• _Tasks_:
A) Reproduce the passage about Trier's film word for word, from "But ultimately, Trier" to "those initial dreams.".
B) Write out the lines of the records from the line with "Mark the utility" to the line with "35,361,555,544", both included, exactly as they appear.

For Trier, “The character of Julie is a spontaneous woman, searching for and believing that she can change her identity, and then suddenly she has to confront the limitations of time and self. There is no endless amount of possibilities in one lifetime, but I sympathize with her yearning.”

 

Trier is aware of the fact that his film will be perceived as existential, or even philosophical, but for him, it’s an intimate story that goes out of its way not to be pretentious: “Some of these questions may be existential, but they could apply to all individuals, women and men. This film deals with how relationships mirror our expectations of life. In our culture, we are brought up to expect love to be the place where we fulfill ourselves, and the same with our careers. But it does not always work this way.”

Trier also hopes his film will not be perceived as an ideological message story about women: “This film is a character piece about a particular woman named Julie. I certainly did not want to make a general statement about what it means to be a woman in our current times, that would be impossible. The fact of her being a woman eventually comes into play by itself, through truthful situations, humor, satire, and different things I myself have experienced, seen or imagined.”

He acknowledges that “I don’t have much control when I write, my co-writer and I try to find interesting ideas and we try to explore them truthfully. The great thing about art is that it doesn’t have to be a rational analysis or a sociological study. It can hopefully be a true and authentic story about one person, and out of that, there may be something bigger to think and about by other women.”

So what explains the film’s title, which for some has negative connotation? Says Trier: “Making a film about love and calling it The Worst Person in the World obviously has an ironic edge. Confronted with intimacy and relationships, Julie feels like she is a failure, like she is ‘the worst person in the world,’ and as it turns out, some of the other characters also experience this feeling of personal failure.”

But ultimately, Trier sees his film as a realistic and hopeful portrait of one woman’s yearnings, and how various social forces later shape those initial dreams.

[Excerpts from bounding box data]
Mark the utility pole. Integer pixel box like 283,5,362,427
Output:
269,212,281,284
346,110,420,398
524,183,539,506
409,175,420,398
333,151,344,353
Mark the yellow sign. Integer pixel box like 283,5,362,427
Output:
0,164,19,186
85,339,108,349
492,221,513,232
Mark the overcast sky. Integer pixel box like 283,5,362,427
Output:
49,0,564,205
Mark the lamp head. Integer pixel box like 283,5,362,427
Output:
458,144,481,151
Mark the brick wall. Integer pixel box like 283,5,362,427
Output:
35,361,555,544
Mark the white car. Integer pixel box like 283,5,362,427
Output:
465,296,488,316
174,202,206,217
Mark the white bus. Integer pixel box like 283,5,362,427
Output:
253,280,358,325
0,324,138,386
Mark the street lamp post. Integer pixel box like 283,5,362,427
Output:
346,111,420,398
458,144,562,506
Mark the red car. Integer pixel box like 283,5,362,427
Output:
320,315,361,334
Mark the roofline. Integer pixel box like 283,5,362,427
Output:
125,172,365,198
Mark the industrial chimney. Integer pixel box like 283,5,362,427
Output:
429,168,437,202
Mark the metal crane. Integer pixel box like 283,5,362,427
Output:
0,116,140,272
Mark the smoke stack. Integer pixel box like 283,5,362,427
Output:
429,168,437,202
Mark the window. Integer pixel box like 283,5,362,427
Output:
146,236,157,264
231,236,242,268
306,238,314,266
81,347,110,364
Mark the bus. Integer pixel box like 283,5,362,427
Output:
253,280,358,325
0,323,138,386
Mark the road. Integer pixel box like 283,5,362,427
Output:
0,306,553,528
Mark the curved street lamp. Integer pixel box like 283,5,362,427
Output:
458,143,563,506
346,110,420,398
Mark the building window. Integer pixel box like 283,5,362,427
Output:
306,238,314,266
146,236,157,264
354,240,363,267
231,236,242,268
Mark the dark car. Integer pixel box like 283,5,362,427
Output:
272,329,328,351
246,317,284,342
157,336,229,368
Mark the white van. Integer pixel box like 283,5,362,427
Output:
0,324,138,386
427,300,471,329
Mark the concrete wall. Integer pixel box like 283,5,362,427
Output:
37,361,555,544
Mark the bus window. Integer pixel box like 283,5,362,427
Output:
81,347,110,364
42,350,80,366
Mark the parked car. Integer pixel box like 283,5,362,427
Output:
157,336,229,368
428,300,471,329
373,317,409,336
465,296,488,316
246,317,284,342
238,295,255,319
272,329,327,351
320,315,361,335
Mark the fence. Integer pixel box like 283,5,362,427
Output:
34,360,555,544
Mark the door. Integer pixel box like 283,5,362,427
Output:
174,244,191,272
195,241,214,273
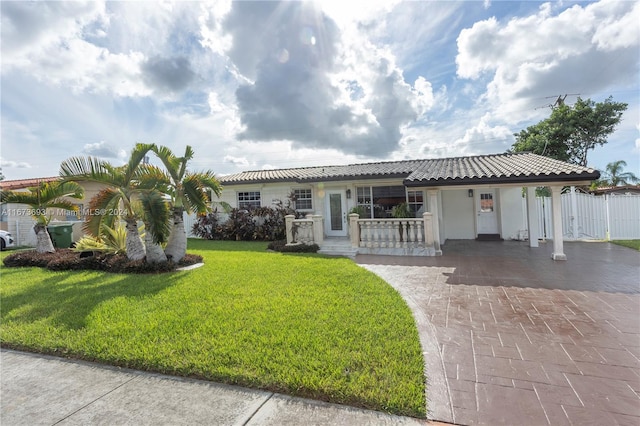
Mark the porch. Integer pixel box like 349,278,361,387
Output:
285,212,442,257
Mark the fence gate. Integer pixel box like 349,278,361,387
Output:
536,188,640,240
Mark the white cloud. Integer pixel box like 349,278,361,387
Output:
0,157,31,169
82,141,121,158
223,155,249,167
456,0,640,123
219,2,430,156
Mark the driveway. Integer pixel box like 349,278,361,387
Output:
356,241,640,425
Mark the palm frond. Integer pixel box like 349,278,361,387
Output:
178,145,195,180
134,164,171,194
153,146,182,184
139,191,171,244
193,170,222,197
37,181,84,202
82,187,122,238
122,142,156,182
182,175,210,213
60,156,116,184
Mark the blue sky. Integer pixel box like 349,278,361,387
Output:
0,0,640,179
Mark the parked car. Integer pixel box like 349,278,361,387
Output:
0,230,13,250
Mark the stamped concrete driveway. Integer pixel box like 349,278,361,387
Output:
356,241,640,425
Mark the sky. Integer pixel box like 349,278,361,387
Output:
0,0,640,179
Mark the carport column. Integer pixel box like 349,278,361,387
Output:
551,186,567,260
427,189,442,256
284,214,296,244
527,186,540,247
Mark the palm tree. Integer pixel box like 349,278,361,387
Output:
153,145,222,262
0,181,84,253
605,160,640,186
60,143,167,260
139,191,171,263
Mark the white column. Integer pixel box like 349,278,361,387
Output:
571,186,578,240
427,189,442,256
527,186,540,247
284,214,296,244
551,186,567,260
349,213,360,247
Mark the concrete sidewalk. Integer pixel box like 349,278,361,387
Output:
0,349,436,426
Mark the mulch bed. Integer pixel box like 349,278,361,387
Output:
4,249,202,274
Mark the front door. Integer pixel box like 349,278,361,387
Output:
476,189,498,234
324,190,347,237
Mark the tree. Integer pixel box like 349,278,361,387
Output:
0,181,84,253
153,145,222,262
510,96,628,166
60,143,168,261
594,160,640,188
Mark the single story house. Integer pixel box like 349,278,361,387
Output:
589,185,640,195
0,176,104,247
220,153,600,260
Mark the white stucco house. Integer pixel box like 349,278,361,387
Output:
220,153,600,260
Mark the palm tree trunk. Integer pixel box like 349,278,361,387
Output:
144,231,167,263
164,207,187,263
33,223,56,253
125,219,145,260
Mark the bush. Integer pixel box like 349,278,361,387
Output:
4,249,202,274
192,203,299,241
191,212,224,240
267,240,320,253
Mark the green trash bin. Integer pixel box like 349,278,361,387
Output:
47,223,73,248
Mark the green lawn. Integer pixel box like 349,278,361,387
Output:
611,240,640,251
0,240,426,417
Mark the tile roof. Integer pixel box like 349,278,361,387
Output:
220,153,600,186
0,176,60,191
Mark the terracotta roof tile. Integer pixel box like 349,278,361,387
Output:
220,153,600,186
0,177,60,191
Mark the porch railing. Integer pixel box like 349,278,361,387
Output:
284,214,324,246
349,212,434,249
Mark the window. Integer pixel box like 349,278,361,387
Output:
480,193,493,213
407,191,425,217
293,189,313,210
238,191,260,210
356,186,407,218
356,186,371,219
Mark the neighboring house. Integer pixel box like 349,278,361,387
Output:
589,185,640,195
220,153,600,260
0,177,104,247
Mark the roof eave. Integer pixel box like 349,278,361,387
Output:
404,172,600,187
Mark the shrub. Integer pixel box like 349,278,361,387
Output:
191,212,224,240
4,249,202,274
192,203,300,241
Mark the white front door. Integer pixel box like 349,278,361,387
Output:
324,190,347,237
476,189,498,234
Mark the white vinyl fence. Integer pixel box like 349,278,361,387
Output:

...

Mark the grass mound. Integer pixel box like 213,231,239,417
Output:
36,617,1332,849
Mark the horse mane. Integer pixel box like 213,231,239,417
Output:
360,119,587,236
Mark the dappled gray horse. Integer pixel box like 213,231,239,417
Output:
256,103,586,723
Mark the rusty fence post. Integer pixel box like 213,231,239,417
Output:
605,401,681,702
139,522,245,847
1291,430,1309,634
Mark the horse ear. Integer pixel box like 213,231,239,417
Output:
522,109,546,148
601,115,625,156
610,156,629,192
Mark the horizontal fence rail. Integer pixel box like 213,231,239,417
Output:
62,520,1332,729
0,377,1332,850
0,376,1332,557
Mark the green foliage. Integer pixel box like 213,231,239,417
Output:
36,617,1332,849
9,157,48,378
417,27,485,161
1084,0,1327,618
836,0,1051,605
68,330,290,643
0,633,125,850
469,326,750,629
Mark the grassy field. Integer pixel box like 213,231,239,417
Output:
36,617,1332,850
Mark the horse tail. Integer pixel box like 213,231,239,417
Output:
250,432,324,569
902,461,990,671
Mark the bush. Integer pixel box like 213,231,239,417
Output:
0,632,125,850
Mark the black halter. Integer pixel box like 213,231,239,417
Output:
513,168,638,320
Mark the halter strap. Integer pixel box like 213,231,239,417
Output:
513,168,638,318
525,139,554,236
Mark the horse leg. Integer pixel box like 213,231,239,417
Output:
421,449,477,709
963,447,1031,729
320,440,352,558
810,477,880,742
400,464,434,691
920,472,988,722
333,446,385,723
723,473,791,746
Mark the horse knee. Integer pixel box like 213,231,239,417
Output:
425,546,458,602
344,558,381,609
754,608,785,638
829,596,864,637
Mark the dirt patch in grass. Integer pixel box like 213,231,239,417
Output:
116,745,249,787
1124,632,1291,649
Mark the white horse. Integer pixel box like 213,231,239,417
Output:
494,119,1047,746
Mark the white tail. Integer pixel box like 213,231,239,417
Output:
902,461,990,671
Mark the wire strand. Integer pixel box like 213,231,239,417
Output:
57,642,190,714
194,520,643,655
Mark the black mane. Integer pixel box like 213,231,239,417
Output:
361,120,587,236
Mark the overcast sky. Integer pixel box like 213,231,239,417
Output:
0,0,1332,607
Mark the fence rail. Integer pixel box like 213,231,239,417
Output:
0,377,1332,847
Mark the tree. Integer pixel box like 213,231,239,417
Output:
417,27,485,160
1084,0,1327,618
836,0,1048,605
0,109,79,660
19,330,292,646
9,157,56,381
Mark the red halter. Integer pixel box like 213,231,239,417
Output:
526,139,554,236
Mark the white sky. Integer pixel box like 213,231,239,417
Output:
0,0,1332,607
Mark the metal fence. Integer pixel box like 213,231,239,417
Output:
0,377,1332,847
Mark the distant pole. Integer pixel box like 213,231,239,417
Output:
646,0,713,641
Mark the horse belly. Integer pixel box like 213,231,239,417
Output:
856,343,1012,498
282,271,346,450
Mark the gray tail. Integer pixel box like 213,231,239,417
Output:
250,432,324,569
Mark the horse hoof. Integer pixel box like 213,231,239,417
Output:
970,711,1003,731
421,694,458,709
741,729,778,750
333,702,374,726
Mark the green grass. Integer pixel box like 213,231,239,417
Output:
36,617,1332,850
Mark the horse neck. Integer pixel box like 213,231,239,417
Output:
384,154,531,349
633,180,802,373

• _Answers_:
A)
But ultimately, Trier sees his film as a realistic and hopeful portrait of one woman’s yearnings, and how various social forces later shape those initial dreams.

B)
Mark the utility pole. Integer pixel box like 283,5,362,427
Output:
269,212,281,284
346,110,420,398
524,183,539,506
409,175,420,398
333,151,344,353
Mark the yellow sign. Integer pixel box like 283,5,362,427
Output:
0,164,19,186
85,339,108,349
492,221,513,232
Mark the overcast sky. Integer pixel box like 283,5,362,427
Output:
49,0,564,205
Mark the lamp head. Integer pixel box like 283,5,362,427
Output:
458,144,481,151
Mark the brick wall. Integer pixel box like 283,5,362,427
Output:
35,361,555,544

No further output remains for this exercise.